● **About this exercise**: Reproduce all records word for word.

● **Information given**:
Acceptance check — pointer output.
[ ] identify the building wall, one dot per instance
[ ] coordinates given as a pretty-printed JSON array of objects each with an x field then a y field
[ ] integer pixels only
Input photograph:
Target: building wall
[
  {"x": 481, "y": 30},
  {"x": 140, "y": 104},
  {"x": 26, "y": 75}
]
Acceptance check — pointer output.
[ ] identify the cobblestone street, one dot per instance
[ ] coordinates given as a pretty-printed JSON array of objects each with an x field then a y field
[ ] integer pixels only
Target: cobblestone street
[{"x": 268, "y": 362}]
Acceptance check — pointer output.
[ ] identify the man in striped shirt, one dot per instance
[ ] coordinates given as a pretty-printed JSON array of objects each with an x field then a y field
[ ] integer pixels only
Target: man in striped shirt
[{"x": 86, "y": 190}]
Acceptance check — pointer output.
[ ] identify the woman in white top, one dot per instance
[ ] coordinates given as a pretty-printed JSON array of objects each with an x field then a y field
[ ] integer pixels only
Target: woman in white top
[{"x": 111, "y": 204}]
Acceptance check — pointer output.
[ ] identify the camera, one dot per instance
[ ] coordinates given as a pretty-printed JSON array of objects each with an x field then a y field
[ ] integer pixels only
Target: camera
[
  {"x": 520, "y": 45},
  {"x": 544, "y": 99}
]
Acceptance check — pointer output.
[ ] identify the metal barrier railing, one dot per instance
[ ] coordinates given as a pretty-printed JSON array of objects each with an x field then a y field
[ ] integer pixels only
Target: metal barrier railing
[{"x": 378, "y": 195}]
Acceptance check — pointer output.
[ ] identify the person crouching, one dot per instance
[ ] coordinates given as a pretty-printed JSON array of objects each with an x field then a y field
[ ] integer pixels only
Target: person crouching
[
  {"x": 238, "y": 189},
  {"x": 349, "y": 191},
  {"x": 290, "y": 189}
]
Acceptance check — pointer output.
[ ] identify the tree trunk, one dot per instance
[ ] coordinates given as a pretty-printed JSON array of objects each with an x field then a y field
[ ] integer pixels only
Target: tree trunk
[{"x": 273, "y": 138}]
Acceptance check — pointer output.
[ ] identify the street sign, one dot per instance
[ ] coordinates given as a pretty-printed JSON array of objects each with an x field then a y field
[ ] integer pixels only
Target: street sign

● **Problem solution**:
Acceptance check — pointer output.
[ ] identify the building wall, one dot per instance
[ ] coordinates given as a pretty-printed JSON array of objects each with an x field then a y field
[ ] integer pixels only
Input photograph:
Target: building wall
[
  {"x": 481, "y": 30},
  {"x": 140, "y": 104},
  {"x": 26, "y": 75}
]
Acceptance check — pointer output.
[ ] identify the cobblestone street, one dot per instance
[ ] coordinates given as a pretty-printed JSON array of objects each with an x field then a y field
[ ] integer pixels only
Target: cobblestone street
[{"x": 268, "y": 362}]
Acceptance check — pointer output.
[ ] identify the man in striped shirt, one dot per instance
[ ] coordinates given as a pretty-printed JSON array of objects each with an x field then a y field
[ ] integer pixels only
Target: man in striped shirt
[{"x": 86, "y": 190}]
Acceptance check — pointer output.
[ ] identify the woman in white top, one dot per instance
[ ] coordinates given as a pretty-printed JSON array of objects each with an x field then a y field
[ ] integer pixels only
Target: woman in white top
[{"x": 111, "y": 204}]
Acceptance check — pointer output.
[ ] identify the camera, one dot per instance
[ ] coordinates given as a pretty-printed JSON array of objects each with an x field then a y field
[ ] integer pixels only
Target: camera
[
  {"x": 520, "y": 45},
  {"x": 544, "y": 99}
]
Acceptance check — pointer output.
[ ] identify the metal barrier railing, one dot per instance
[ ] coordinates given as a pretty-printed JSON array of objects each with an x field then a y field
[ ] integer pixels only
Target: metal barrier railing
[{"x": 378, "y": 195}]
Acceptance check — pointer output.
[ ] identify the person crouching, one dot per instance
[ ] coordinates given as a pretty-printed JSON array of objects each with an x field then a y field
[ ] integer pixels only
Target: person crouching
[
  {"x": 238, "y": 189},
  {"x": 349, "y": 191},
  {"x": 290, "y": 189}
]
Acceptance check — pointer output.
[ ] identify the tree trunk, one dot per instance
[ ] coordinates given as a pretty-printed JSON array of objects each with an x field then a y field
[ ] integer pixels only
Target: tree trunk
[{"x": 273, "y": 138}]
Acceptance check — pointer output.
[ ] identify the street sign, one dot per instance
[ ] coordinates given as a pretty-printed JSON array of objects each with an x field then a y field
[ ] integer pixels only
Target: street sign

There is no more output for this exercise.